▸ About this task
Pictures stay out of the copy; output exactly the lines from the one containing "formatted like [28,217]." through the end of the material.
==== Study material
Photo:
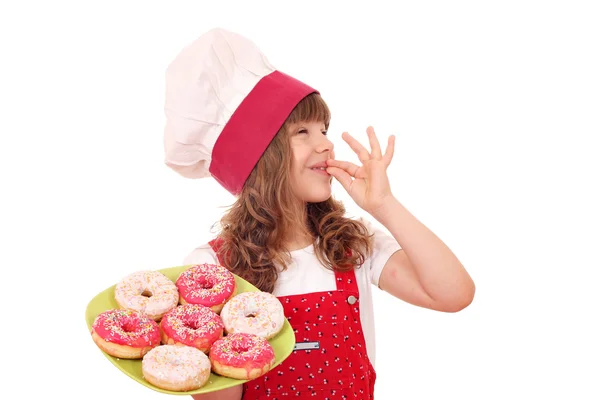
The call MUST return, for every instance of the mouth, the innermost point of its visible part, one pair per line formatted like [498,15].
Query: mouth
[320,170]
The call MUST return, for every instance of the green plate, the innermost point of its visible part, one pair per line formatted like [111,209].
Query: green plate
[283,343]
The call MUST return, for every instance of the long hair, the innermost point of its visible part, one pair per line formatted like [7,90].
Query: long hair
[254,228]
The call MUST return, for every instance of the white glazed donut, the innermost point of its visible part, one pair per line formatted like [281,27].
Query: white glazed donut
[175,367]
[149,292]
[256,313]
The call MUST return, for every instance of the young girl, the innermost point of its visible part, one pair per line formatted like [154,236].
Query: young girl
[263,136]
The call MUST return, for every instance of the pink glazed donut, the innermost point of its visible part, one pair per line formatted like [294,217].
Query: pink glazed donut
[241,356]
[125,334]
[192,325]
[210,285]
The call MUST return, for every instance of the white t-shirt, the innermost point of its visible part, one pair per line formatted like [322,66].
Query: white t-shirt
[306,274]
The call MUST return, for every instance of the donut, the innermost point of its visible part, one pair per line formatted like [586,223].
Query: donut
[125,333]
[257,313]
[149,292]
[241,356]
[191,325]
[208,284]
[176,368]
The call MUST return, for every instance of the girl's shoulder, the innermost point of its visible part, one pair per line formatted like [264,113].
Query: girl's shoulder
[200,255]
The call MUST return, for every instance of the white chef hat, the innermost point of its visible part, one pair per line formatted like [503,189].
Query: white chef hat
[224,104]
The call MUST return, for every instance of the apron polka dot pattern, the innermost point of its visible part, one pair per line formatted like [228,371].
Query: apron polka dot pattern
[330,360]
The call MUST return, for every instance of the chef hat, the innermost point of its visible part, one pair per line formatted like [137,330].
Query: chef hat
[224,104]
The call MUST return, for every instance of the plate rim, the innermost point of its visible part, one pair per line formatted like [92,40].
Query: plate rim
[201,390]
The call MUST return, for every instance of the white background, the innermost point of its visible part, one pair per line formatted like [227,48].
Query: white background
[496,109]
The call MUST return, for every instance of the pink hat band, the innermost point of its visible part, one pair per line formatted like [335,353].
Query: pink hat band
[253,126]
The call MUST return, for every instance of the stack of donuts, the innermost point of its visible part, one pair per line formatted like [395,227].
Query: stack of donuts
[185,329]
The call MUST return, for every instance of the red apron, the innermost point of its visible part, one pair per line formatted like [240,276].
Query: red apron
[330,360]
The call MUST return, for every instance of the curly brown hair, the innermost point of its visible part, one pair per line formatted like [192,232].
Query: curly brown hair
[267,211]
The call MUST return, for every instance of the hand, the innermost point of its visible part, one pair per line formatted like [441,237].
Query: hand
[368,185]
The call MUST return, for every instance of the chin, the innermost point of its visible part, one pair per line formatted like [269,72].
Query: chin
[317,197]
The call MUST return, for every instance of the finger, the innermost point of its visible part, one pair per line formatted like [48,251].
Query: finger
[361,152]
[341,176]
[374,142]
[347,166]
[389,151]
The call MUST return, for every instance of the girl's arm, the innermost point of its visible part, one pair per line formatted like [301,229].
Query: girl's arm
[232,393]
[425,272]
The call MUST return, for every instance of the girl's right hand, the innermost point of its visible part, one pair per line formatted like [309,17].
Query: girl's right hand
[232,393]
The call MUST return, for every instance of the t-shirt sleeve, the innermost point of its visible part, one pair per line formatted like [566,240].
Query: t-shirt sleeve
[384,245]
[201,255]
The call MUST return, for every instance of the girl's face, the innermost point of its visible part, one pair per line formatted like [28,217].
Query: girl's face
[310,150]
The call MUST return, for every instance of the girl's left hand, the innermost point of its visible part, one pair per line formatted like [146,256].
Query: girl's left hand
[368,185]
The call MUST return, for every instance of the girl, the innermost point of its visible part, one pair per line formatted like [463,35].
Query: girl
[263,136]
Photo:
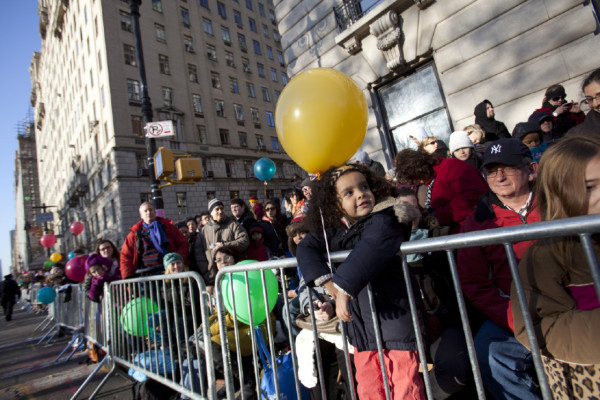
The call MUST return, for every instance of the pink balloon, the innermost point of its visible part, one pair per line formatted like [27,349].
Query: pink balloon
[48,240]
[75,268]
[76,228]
========
▸ Answer below
The call MUST return, for every instance of the girl's face, the innermost point of its visible part, one pair per line formatted like [28,217].
Query: girl's face
[310,150]
The call MUST return, for every instance of the girl's left hand, the innermost point of its visible part, one pair per line formatted like [146,256].
Query: girl's left hand
[368,185]
The call MUST return, for every instance of the girl, the innermost point of its visible part, one pair per line formatted like [463,35].
Query: girl
[263,136]
Photo:
The call MUST return, for every instance of the pink balloon, the innermost point of its visible part, one pair per line formatted like [27,349].
Query: pink balloon
[48,240]
[75,268]
[76,228]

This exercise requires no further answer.